— START RAW DATA —

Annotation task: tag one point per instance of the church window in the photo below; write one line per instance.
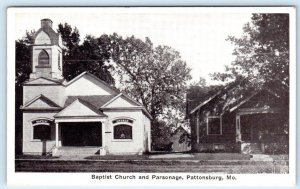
(43, 58)
(42, 132)
(214, 125)
(122, 132)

— END RAW DATA —

= DO THIS =
Rewrite the material above with "church window" changed to "arched window" and everything else kept the same, omitting the pictures from your answer.

= FULL OUTPUT =
Annotation task: tag one point per instance of the arched window in the photo below; write one line per instance.
(43, 58)
(42, 132)
(214, 125)
(122, 132)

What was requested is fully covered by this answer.